Given request → Write every record out again exactly, and keep images out of it.

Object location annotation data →
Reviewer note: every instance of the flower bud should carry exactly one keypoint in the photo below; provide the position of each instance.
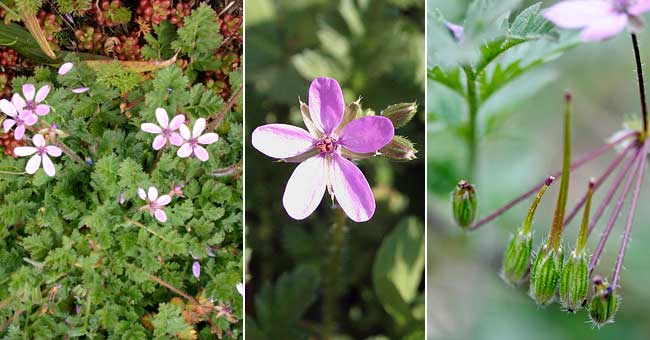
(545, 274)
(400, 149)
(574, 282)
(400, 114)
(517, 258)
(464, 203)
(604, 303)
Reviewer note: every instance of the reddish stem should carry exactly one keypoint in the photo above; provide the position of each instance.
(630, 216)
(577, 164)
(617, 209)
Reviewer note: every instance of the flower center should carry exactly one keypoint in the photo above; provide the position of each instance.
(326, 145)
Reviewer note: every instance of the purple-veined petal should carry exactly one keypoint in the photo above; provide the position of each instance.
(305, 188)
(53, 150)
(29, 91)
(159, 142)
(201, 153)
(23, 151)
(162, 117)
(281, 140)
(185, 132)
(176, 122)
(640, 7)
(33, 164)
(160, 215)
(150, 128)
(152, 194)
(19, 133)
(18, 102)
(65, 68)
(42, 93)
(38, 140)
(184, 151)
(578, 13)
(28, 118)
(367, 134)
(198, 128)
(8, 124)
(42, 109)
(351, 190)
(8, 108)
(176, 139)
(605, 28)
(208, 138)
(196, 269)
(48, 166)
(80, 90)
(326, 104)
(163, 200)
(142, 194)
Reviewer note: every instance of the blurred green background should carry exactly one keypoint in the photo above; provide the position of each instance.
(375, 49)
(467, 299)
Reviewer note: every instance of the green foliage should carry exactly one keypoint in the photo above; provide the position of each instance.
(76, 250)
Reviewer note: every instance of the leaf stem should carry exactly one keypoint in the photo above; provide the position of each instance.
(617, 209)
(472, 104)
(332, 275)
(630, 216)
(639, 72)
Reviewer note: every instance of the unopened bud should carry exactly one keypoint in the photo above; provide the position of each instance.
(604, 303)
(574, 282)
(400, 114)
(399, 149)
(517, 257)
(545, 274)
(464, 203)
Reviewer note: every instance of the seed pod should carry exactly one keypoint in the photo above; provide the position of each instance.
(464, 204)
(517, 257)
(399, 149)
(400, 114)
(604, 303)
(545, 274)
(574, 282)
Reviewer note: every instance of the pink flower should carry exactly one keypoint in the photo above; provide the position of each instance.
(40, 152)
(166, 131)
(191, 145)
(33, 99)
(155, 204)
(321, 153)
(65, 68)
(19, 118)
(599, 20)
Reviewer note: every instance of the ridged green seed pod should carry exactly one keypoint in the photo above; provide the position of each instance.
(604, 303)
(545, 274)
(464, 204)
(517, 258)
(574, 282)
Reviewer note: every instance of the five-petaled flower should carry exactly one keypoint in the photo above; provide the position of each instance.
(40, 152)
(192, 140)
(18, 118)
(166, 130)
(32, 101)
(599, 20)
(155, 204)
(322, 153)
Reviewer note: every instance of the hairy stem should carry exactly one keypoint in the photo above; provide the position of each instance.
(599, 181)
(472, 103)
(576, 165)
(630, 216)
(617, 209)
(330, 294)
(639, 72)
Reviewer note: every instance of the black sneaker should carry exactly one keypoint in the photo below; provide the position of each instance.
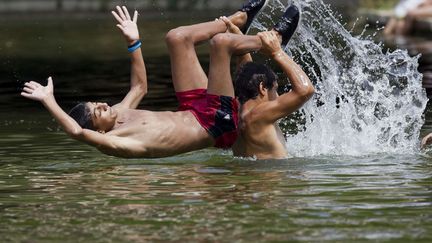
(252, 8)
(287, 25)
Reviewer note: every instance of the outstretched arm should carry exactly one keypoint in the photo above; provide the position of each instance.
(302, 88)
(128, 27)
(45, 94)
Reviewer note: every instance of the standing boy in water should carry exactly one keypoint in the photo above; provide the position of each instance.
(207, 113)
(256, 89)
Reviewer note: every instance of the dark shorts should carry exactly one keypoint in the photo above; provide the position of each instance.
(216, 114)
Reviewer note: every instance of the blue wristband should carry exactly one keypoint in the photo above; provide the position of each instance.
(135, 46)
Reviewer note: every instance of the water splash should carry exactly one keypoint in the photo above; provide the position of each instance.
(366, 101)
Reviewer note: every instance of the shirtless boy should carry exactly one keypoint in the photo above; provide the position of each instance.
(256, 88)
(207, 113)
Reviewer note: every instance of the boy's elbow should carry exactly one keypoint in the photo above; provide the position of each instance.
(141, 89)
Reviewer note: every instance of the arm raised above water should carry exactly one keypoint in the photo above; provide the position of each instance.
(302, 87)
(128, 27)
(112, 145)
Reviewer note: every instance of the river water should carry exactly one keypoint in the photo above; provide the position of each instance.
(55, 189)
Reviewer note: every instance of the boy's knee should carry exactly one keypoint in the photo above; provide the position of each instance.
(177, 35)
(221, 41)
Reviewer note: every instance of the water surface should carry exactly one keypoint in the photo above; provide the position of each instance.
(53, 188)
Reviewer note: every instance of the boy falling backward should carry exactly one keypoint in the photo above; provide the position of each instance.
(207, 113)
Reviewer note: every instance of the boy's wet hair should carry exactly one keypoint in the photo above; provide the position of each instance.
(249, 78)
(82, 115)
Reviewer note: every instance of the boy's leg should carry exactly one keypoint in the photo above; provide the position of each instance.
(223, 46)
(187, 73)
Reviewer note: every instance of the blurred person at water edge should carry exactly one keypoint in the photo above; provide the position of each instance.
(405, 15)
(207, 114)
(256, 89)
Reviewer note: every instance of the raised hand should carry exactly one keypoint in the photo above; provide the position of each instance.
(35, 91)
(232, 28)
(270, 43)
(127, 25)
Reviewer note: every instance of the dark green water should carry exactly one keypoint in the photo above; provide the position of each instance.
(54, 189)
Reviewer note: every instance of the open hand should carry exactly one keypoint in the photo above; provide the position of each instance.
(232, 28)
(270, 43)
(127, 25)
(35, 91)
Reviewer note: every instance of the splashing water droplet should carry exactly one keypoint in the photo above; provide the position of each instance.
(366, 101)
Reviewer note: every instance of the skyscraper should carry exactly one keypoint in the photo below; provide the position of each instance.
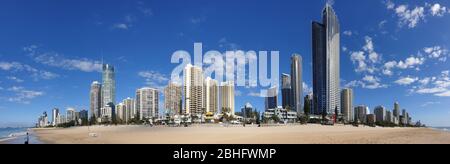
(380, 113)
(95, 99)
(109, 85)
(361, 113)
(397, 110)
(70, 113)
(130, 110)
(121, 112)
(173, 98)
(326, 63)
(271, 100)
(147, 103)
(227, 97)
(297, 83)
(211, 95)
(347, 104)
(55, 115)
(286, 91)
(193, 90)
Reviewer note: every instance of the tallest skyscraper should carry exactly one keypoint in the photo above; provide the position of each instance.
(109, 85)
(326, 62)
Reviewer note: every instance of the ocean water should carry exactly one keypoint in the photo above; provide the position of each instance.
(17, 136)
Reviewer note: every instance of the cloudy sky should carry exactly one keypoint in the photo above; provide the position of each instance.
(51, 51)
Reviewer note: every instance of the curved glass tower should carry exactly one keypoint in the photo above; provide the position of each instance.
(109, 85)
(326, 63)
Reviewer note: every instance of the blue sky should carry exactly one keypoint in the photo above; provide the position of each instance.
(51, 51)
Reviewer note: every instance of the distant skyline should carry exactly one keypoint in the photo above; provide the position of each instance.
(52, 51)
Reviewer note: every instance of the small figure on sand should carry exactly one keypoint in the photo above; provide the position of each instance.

Response →
Reviewer note: every instance of the flower bud should carry exactly one keypoint in the photo below; provide the position of each instance.
(545, 274)
(400, 149)
(574, 282)
(400, 114)
(517, 258)
(464, 203)
(604, 303)
Reviewer note: every instance of the reddish stem should carry exactly one keypoint in the photo above; provide the position of each instance.
(630, 216)
(577, 164)
(617, 209)
Reviewer note: every instance of the flower center should carry exactly one keypoint in the photo above; provide the position of each instance.
(326, 145)
Reviewer note: every instance of the purple-veined petal should carry exactly one keypoint in the photo above; provide the position of each instance.
(305, 188)
(53, 150)
(29, 91)
(159, 142)
(201, 153)
(23, 151)
(162, 117)
(281, 140)
(185, 132)
(176, 122)
(640, 7)
(33, 164)
(160, 215)
(150, 128)
(152, 194)
(19, 133)
(18, 102)
(65, 68)
(42, 93)
(38, 140)
(184, 151)
(578, 13)
(28, 118)
(367, 134)
(198, 128)
(8, 124)
(42, 109)
(351, 190)
(8, 108)
(176, 139)
(605, 28)
(208, 138)
(196, 269)
(48, 166)
(80, 90)
(326, 104)
(163, 200)
(142, 194)
Reviewer note: every instance of the blurred green background should carry exactly one keypoint in the photo above; provide the position of each instance.
(375, 49)
(467, 299)
Reviewer note: every instance of the green foliage should carry exactly one keypoint in the photo above; provide the position of each instance.
(76, 250)
Reviewer note: every instance of the leaf stem should carry exactly one keypoint in the photo above; provide the position of each instance.
(617, 209)
(472, 104)
(332, 275)
(630, 216)
(639, 72)
Reviewer note: every instance of the unopened bud should carry exactly one keypoint in the photo above; provide the position of each instance.
(604, 303)
(574, 282)
(400, 114)
(399, 149)
(517, 257)
(545, 274)
(464, 203)
Reviewer note: every instance of the seed pod should carry exactly one keypoint in the photo above; provide the position of each instance.
(464, 204)
(517, 257)
(399, 149)
(400, 114)
(604, 303)
(545, 274)
(574, 282)
Reviewer note: every instance of the pink flower should carry exactly one keypoint in the photo above; provide the position of each instance.
(40, 152)
(166, 131)
(191, 145)
(33, 99)
(155, 204)
(321, 153)
(65, 68)
(19, 118)
(599, 20)
Reviewer note: every instance of the ridged green seed pod should carry exactly one keypoint in the photo above; provide the position of each instance.
(604, 303)
(545, 274)
(464, 204)
(517, 258)
(574, 282)
Reviewer note: every instance of the five-petaled flower should carry exactly one keypoint in the photo above; provide the position of each instance.
(40, 152)
(192, 140)
(18, 118)
(166, 130)
(32, 101)
(599, 20)
(155, 204)
(322, 153)
Reviewer note: every instance of the hairy stem should carry exactly one keypoint in the photo above; provide the position of each instance.
(599, 181)
(472, 103)
(576, 165)
(630, 216)
(617, 209)
(330, 294)
(639, 72)
Reviewer note: every instance of the black sneaker should carry exactly one keypoint in the photo below; provide the position of each instance.
(252, 8)
(287, 25)
Reviewer note: every instance of the outstretched arm should carry exactly one keypoint in the photo above; provide the position of each instance.
(302, 88)
(128, 27)
(45, 94)
Reviewer note: every instance of the standing boy in water should carry exactly one keypoint in the photo above; provide the position of each instance.
(207, 113)
(256, 89)
Reviewer note: every instance of the dark shorts should carry exactly one keypoint in the photo above; provide the position of each instance.
(216, 114)
Reviewer note: every instance of the blue wristband should carry exactly one keypoint in the photo above; provide the position of each instance.
(135, 46)
Reviewer note: every instance of the water splash should carry exactly one keypoint in the photo above; provide the position of each instance.
(366, 101)
Reviewer note: every instance of the shirtless boy should carry exactly one keypoint in the photo above; provide the position of each instance.
(256, 88)
(207, 113)
Reviewer note: every instance of the boy's elbow should carry exactly one keypoint in the photo above; provide the position of each instance.
(141, 89)
Reviewer note: every instance of the arm raised above water should carry exactly one keypoint in the photo above; provide the position of each instance.
(302, 87)
(128, 27)
(112, 145)
Reviewer note: every instance of the river water should carry exactly one keypoint in the photo above; provide the position of each instance.
(55, 189)
Reviewer note: every instance of the boy's knee should carry exactly one keypoint in the photo above; provide the position of each instance.
(177, 35)
(221, 41)
Reviewer note: every instance of the water surface should carry exactly one keypoint in the photo above; provide the position of each instance.
(53, 188)
Reviewer note: every instance of the boy falling backward should carry exactly one keypoint in the photo above; provide the position of each instance.
(207, 113)
Reviewer note: every instance of the boy's wet hair should carry exactly one keypoint in the photo above; provide the position of each instance.
(249, 78)
(82, 115)
Reviewer note: every instance of the boy's leg should carry exactly one keypoint in the photo above; provide the position of each instance.
(223, 46)
(187, 73)
Reviewer note: every instance of the blurred person at water edge should carry exactly one keypoint in the photo above; provide the position of each instance.
(405, 15)
(207, 114)
(256, 89)
Reviewer note: every instance of the raised hand should carry exactly one keypoint in the photo above; provide the position of each instance.
(35, 91)
(232, 28)
(270, 43)
(127, 25)
Reviewer note: every instance of the dark green water should carry exactly one keypoint in the photo above; provide the position of each instance.
(54, 189)
Reviewer note: every instance of the open hand should carry exactly one keypoint in the photo above; provide the position of each instance.
(232, 28)
(270, 43)
(127, 25)
(35, 91)
Reviewer note: every instance of the splashing water droplet should carry exactly one keypoint in the photo above; provide the position of each instance.
(366, 101)
Reviewer note: every instance of the skyscraper should carry exactly one keypoint in the photo below; provide the position of each instance.
(380, 113)
(95, 99)
(109, 85)
(361, 113)
(397, 110)
(70, 113)
(130, 110)
(121, 112)
(173, 98)
(326, 63)
(271, 100)
(147, 103)
(227, 97)
(297, 83)
(211, 95)
(347, 104)
(55, 115)
(286, 91)
(193, 90)
Reviewer note: every instance of the tallest skyscraper should carry exactly one keypoint in the photo above; provide the position of each instance.
(109, 85)
(326, 62)
Reviewer note: every instance of the ocean water should carry exactly one keypoint in the photo above; provide the position of each instance.
(17, 136)
Reviewer note: every instance of the cloudy sky should carry exactly one keypoint in the photo above; provide the position of each instance.
(51, 51)
Reviewer note: every instance of the curved glass tower should carry exactly one keypoint in the photo above; provide the position of each instance.
(109, 85)
(326, 63)
Reviewer note: every instance of the blue sky should carry exactly one keypoint in the photo above; provide the position of each instance.
(51, 51)
Reviewer note: every instance of the distant skyline should carry exactly one keypoint in the photo above; provide the position of each instance.
(52, 51)
Reviewer note: every instance of the small figure on sand should carry exactly one keypoint in the photo above; provide the position of each instance.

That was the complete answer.